═════ DATA FOR THE TASK ═════

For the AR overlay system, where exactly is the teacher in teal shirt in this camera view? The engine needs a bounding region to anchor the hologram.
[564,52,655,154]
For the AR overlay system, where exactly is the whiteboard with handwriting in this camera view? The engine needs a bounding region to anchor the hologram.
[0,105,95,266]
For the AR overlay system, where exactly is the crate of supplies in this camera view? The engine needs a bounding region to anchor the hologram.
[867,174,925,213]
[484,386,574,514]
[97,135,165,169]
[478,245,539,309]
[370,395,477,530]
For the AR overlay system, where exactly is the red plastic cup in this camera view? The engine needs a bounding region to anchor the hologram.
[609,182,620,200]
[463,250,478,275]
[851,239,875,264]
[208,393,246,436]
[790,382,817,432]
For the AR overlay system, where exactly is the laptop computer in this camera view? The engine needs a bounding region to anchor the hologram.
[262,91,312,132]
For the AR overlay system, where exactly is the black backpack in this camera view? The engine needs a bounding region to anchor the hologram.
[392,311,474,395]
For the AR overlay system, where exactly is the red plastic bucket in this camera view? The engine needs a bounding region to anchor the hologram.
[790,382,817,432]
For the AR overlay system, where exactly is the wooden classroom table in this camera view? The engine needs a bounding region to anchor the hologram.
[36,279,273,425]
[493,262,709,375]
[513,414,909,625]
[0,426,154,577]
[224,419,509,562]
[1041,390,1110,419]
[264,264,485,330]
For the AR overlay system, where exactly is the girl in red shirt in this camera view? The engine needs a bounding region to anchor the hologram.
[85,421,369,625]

═════
═════ DATA FOR THE TASK ═════

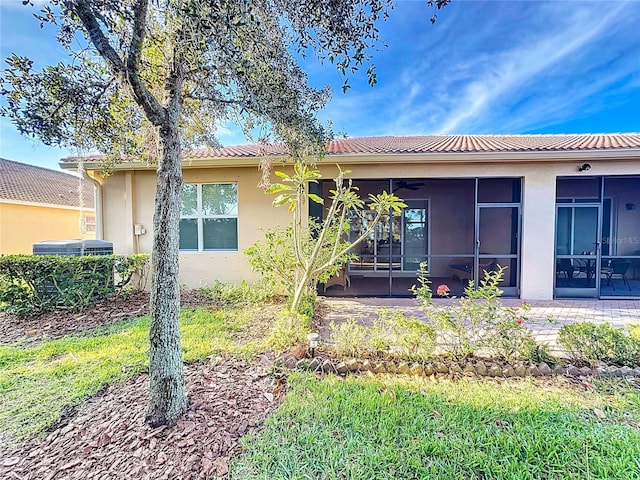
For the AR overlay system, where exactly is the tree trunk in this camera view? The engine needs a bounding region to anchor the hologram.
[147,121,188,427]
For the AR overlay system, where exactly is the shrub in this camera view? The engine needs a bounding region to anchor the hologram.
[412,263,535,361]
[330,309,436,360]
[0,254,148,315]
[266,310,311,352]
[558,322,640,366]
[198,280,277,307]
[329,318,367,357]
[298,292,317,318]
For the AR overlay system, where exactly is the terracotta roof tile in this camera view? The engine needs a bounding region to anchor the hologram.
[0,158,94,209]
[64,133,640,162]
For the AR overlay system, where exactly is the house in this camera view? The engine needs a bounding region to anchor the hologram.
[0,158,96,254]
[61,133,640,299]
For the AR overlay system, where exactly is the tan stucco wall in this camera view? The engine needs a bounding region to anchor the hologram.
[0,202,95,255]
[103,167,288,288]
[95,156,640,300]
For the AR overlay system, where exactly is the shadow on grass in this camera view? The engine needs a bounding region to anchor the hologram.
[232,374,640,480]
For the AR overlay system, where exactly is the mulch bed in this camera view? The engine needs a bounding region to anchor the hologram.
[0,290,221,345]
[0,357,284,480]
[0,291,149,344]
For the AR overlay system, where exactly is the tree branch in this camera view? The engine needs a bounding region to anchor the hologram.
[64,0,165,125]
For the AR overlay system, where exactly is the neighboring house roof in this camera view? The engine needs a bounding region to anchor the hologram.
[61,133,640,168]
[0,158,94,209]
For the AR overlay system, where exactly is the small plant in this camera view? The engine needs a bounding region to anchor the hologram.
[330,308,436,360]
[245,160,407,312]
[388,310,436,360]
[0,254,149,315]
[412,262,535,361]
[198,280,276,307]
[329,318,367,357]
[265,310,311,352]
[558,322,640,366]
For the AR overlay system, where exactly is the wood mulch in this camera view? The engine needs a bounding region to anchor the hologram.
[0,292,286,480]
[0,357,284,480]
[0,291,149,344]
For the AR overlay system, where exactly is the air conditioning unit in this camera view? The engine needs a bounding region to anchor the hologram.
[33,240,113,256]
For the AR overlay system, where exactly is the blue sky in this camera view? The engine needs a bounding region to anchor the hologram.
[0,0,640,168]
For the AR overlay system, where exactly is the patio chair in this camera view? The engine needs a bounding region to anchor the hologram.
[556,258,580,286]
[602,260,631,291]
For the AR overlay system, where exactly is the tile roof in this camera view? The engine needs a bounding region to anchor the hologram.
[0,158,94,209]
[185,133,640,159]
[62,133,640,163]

═════
═════ DATA FOR THE TASK ═════

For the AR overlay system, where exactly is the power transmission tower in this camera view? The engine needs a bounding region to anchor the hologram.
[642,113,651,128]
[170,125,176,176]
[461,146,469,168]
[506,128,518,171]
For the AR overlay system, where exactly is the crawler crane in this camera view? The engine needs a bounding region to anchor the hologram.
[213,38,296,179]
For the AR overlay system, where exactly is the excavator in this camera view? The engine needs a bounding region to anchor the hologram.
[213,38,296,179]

═════

▸ WHAT YOU SHOULD DO:
Starting at the line that has "For the AR overlay system, where exactly is the shrub" and stopping after the line that has "[232,374,640,480]", rescale these lines by writing them out again, requests included. Multiply every coordinate in the answers by 2 and round to whole numbers, with halves going up.

▸ ANSWER FOR THIS EXERCISE:
For the AR overlay system, where exactly is the shrub in this camera view? The engine needs a bounding region to anchor the hologram.
[824,526,1070,722]
[660,618,872,720]
[0,508,296,630]
[532,620,622,704]
[1116,644,1280,732]
[396,560,554,614]
[658,636,734,714]
[596,584,634,636]
For the AR overlay system, where exactly is the terracotta roof tile in this camera view? The engine needs a bounding region to anchor the hologram.
[0,316,188,418]
[128,266,1280,324]
For the AR overlay system, where exactly is the house in this camera view? The engine needs a bounding region to anchor the hologram.
[0,316,192,508]
[122,266,1280,598]
For the AR overlay system, where exactly is the tan stucco wall in this camera view? The engine needs a bounding region to anchor the hologram.
[0,404,190,510]
[206,334,576,576]
[190,312,1280,600]
For the AR overlay system, where exactly is the shadow on grass in this camera view? The engine needs a bounding region to anchor the hologram.
[464,748,1280,960]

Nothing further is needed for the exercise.